[Records from a dataset]
** start **

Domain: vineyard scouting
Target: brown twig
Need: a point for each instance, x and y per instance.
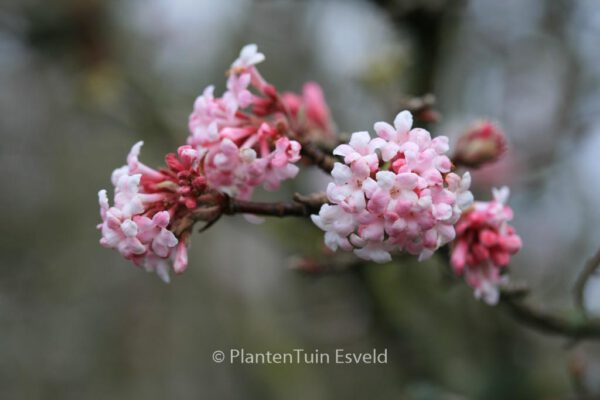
(574, 326)
(302, 206)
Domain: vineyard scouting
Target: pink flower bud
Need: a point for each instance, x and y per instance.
(483, 143)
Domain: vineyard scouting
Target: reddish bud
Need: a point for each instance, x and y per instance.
(483, 143)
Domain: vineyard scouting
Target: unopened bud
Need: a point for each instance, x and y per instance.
(483, 143)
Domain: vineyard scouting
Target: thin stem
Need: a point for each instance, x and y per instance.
(588, 270)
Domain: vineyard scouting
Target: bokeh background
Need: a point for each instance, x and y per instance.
(82, 80)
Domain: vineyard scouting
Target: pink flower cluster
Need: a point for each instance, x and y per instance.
(485, 241)
(237, 143)
(393, 192)
(239, 133)
(146, 204)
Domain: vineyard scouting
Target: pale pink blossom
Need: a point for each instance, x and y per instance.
(395, 192)
(311, 111)
(484, 243)
(147, 203)
(249, 56)
(237, 134)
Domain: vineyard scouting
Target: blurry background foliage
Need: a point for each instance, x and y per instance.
(82, 80)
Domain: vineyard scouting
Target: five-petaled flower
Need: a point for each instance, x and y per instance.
(396, 192)
(484, 243)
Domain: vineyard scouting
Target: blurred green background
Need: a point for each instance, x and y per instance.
(82, 80)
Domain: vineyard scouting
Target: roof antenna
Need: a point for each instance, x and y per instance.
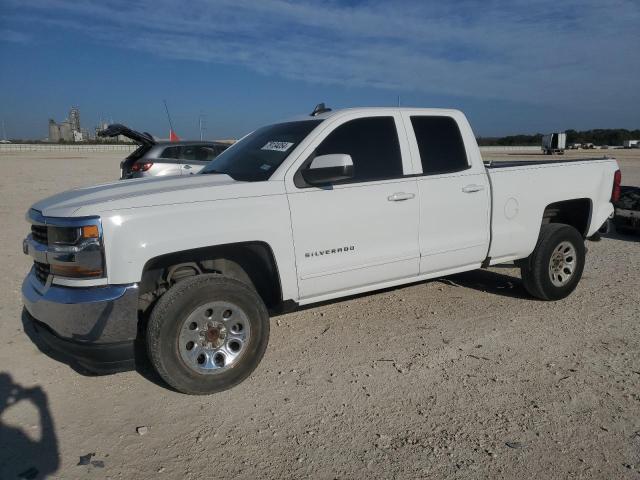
(320, 108)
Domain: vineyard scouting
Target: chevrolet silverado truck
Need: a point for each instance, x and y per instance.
(313, 209)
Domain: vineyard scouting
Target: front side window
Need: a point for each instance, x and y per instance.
(259, 154)
(440, 144)
(373, 145)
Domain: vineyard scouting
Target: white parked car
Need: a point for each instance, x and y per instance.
(308, 210)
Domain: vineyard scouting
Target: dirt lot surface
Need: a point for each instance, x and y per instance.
(461, 377)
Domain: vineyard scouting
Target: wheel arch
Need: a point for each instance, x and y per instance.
(251, 262)
(575, 212)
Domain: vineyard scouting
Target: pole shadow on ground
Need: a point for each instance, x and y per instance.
(22, 456)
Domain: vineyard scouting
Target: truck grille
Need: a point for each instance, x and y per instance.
(42, 271)
(39, 233)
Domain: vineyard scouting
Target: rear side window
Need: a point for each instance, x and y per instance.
(198, 152)
(440, 145)
(373, 146)
(171, 152)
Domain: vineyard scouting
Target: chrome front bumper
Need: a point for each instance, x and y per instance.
(92, 315)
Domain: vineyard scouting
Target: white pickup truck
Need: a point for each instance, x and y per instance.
(316, 208)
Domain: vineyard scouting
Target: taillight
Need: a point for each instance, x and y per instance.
(617, 180)
(141, 167)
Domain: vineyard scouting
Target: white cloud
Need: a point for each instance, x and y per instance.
(553, 52)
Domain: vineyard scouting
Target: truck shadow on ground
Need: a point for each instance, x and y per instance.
(482, 280)
(625, 237)
(488, 281)
(20, 455)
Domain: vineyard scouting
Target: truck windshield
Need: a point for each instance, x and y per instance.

** end **

## [STATED GOAL]
Every line of the data should be copied as it stands, without the images.

## [SOLVED EXERCISE]
Domain: vineyard scouting
Target: brown twig
Need: a point for each instance, x and y per instance.
(574, 326)
(302, 206)
Domain: vineyard scouting
Target: pink flower bud
Need: a point for each instance, x and y per instance.
(483, 143)
Domain: vineyard scouting
Target: reddish bud
Need: a point for each instance, x and y per instance.
(483, 143)
Domain: vineyard scouting
Target: unopened bud
Need: a point for each instance, x and y per instance.
(483, 143)
Domain: vineyard scouting
Target: thin stem
Need: a point for each instance, x and y per instance.
(588, 270)
Domain: vineyard scouting
Target: bokeh background
Need: a point for each instance, x and y per instance.
(82, 80)
Domain: vineyard scouting
Target: pink flower cluster
Need: a point for each instance, x and y per instance.
(485, 241)
(237, 143)
(393, 192)
(239, 133)
(146, 204)
Domain: vineyard scouting
Target: pale pink blossom
Need: a point for each instance, x and y per instance.
(395, 192)
(311, 111)
(484, 243)
(147, 203)
(249, 56)
(237, 134)
Domain: vineyard scouting
Target: blurry background foliage
Need: a point for each instance, x and y per instance.
(82, 80)
Domain: vineyard scouting
Target: five-petaled flower
Need: a point for each instance, x and y per instance.
(396, 192)
(484, 243)
Domain: vineyard scouting
Target: blurred green background
Need: a point for each instance, x and y per instance.
(82, 80)
Domain: vineyard scouting
Target: roof antenna
Need: a point for each instance, x and y per instance.
(320, 108)
Domain: vineyard scouting
Target: chevrolet silverado truck
Need: a point for each instance, x and y per instance.
(313, 209)
Domain: vineyard scouting
Target: front side window
Need: a point for each instance, x and y per instance.
(259, 154)
(440, 144)
(373, 145)
Domain: vineyard scouting
Target: white parked car
Need: a point for each instance, x and y per instance.
(308, 210)
Domain: vineyard scouting
Target: dirt lot surface
Need: a point for each instance, x and y per instance.
(461, 377)
Domain: vineyard scouting
Target: wheel arch
Need: a point for each instance, x and y per instance.
(251, 262)
(575, 212)
Domain: vineyard scouting
Target: pole shadow on ground
Need: a point for each instance, x and y per instance.
(22, 456)
Domain: vineyard scouting
Target: truck grille
Need: a point for each instance, x and y per instance.
(42, 271)
(39, 233)
Domain: vineyard scouting
Target: rear side window
Need: a point for each instance, x and y per instance.
(198, 152)
(440, 145)
(373, 146)
(171, 152)
Domain: vineyard scouting
Target: chrome front bumper
Need: a point for each instance, x and y per instance.
(92, 315)
Domain: vineyard scouting
Target: white pickup truck
Need: a point for each instance, x and y per instance.
(316, 208)
Domain: vineyard scouting
Target: taillight
Need: a point for each instance, x and y per instance.
(617, 180)
(141, 167)
Domain: vineyard scouting
Target: white cloud
Need: a point for each instance, x and y per instance.
(553, 52)
Domain: vineyard scouting
Target: truck shadow on ground
Need: a point for each instance, x and y per instance.
(482, 280)
(625, 237)
(488, 281)
(20, 455)
Domain: vineyard scouting
Target: truck windshield
Need: a point for each instance, x and y per instance.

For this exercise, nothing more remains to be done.